+++ EXTRACTED INFORMATION +++

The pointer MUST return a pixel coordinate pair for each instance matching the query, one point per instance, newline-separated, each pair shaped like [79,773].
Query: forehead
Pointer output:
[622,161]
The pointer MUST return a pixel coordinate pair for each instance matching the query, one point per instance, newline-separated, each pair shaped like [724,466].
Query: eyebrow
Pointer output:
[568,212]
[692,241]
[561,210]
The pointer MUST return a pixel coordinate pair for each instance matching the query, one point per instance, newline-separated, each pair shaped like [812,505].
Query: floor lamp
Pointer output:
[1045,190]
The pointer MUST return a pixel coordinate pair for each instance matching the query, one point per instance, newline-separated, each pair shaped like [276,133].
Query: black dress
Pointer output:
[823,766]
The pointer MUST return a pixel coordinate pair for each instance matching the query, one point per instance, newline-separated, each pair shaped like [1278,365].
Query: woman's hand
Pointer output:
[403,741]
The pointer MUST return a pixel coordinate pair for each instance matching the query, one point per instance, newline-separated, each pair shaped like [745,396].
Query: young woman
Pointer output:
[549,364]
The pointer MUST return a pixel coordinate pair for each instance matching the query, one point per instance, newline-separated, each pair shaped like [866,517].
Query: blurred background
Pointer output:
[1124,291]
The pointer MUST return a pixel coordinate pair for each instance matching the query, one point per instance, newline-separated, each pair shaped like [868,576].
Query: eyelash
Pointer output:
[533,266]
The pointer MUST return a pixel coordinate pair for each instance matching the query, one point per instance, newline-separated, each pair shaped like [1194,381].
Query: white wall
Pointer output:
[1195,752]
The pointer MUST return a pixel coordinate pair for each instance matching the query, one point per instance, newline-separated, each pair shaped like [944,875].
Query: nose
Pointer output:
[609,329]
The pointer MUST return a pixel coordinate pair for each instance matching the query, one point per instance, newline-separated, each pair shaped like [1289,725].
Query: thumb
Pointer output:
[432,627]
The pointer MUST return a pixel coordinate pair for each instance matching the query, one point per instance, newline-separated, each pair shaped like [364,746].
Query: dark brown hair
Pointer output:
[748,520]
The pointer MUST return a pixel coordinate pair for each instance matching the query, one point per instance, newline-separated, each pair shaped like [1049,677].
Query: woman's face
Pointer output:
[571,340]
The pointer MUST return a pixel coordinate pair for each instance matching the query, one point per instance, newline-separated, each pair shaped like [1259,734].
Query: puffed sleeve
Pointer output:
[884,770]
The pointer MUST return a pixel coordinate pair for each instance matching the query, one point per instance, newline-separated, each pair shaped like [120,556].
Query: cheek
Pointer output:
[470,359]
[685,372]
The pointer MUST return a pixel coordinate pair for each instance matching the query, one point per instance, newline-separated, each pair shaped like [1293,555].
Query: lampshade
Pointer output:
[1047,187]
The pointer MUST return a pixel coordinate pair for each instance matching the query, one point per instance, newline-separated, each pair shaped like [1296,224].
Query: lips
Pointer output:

+++

- _WHAT TO WORK ON_
All entries above should be duplicated exactly, none omitted.

- _ANSWER SECTION_
The pointer MUST return a pixel coordinate pair for each instance matching the query, one point per instance, newline-separated, each pair shaped like [79,773].
Query: forehead
Pointer output:
[622,161]
The pointer MUST return a pixel coordinate pair for each instance matching the query, one point per instance, newline-separated, each pair shaped like [724,466].
Query: eyebrow
Pointer output:
[568,212]
[692,241]
[561,210]
The pointer MUST return a pixel coordinate pair for each instance matching the query, one point per instance, newline-separated, each pair shaped like [812,505].
Query: floor lamp
Pointer output:
[1045,190]
The pointer MUST return a pixel coordinate pair for each instance matching the query, one point per instance, newline-separated, each pair shaped like [276,133].
Query: black dress
Pointer output:
[823,766]
The pointer MUST return a pixel coordinate pair for each instance matching the query, one point per instance, newline-separated, each pair shaped like [1278,365].
Query: woman's hand
Pointer output:
[403,741]
The pointer MUST return a pixel coordinate pair for each instance matching the query, one point per instance, newline-separated, each pair shaped like [745,396].
Query: young woman
Pointer output:
[549,364]
The pointer MUST return a pixel coordinate pair for each instance matching the query, one point per instance, newline-separated, each pair shaped like [866,517].
Query: blurred background
Pointer output:
[1124,291]
The pointer MUST return a pixel coordinate pair for each instance matching the query, one point per instance, newline-separated, each pair shaped like [868,576].
Query: eyelash
Pointer output:
[533,266]
The pointer MUST return a pixel coordinate pair for each instance matching the query, one point per instance, newline-separated, each pair shaped like [1194,381].
Query: white wall
Pointer output:
[1195,752]
The pointer MUST return a pixel coordinate pair for each instance matching the query, one point per instance, newline-separated, each pair shaped like [944,875].
Query: nose
Pointer output:
[609,329]
The pointer MUST return a pixel coordinate pair for each instance matching the query, one point per instance, newline-separated, each pair shaped like [1289,725].
Query: thumb
Pointer output:
[432,627]
The pointer MUST return a pixel coordinate pair for each instance matching the query, one point per instance, newline-separated, each pair shaped like [364,746].
Query: dark brown hair
Pointer output:
[748,520]
The pointer MUST return a pixel coordinate pair for each instance matching the query, one point per instance, newline-separated, each pair shaped like [1049,677].
Query: woman's face
Pointer output:
[571,340]
The pointer MUST return a pixel coordinate pair for each instance matching the query, one point per instance, newline-separated, each pair shaped like [1259,734].
Query: puffed sleeve
Pointer output:
[884,770]
The pointer MUST return a pixel coordinate pair for each instance matching the query, one point per instance, newline-separated, each pair shaped like [120,556].
Query: cheek
Pointer output:
[470,359]
[685,372]
The pointer MUST return a pixel coordinate pair for each instance matching the query, one point per instance, newline-separated, each pair shaped like [1293,555].
Query: lampshade
Pointer output:
[1047,187]
The pointer MUST return a pixel coordinate pair for each instance matching the query, one point per instance, newline-separated, each pair shaped like [1296,224].
Query: lips
Pointer output:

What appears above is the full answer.